Records of labeled boxes
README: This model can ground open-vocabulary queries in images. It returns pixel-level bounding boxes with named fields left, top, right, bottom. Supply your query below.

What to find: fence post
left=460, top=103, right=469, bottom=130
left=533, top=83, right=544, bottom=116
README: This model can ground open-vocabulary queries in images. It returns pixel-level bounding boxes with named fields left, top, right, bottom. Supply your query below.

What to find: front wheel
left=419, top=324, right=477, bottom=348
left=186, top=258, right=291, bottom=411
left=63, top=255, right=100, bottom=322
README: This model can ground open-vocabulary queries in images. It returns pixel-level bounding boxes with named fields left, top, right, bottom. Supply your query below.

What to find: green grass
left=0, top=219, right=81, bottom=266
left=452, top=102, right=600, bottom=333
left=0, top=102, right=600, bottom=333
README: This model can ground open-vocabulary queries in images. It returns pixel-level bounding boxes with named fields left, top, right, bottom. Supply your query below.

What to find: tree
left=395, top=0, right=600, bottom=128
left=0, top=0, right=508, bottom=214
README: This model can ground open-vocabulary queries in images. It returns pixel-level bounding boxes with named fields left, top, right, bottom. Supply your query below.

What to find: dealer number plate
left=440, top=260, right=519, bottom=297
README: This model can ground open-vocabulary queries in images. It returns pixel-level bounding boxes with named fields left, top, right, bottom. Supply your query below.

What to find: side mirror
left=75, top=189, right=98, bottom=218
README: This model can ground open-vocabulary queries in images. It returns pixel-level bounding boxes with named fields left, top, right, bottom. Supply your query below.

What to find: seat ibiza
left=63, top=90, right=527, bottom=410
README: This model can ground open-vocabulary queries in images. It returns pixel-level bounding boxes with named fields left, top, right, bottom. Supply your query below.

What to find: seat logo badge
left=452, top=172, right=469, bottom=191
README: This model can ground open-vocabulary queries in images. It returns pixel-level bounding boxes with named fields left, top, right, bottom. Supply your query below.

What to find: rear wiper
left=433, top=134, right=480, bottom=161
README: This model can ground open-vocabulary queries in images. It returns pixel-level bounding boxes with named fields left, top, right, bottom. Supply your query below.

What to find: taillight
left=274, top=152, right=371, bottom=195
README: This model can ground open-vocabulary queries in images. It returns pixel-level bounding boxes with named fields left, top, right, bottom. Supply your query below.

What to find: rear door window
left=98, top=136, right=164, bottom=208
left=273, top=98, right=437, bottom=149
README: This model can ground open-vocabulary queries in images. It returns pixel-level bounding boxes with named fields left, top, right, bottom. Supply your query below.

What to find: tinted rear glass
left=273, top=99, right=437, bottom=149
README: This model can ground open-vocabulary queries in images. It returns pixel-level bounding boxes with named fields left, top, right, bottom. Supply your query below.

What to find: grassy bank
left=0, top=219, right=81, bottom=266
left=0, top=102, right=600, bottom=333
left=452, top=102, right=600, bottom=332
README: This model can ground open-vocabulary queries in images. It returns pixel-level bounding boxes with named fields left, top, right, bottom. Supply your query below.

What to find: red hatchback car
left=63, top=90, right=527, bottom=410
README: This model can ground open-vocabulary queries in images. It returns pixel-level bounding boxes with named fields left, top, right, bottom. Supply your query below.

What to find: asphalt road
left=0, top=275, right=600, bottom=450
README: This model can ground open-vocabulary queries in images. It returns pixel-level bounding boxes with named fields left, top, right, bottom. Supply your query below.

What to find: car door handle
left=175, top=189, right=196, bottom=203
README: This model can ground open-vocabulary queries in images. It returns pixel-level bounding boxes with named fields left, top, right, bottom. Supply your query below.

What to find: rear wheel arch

REQUIRED TASK:
Reproduce every line from the start of the entries through the line containing "left=533, top=83, right=544, bottom=116", requests included, and return only those lines. Rescale each bounding-box coordinate by multiplying it by 1.4 and rounding to the nearest whole number, with halves rounded up.

SOLVED EXERCISE:
README: This model can ground open-vocabulary queries in images. It returns pixel-level bounding boxes with named fields left, top, right, bottom. Supply your query below.

What to find: fence post
left=644, top=144, right=657, bottom=182
left=746, top=116, right=762, bottom=162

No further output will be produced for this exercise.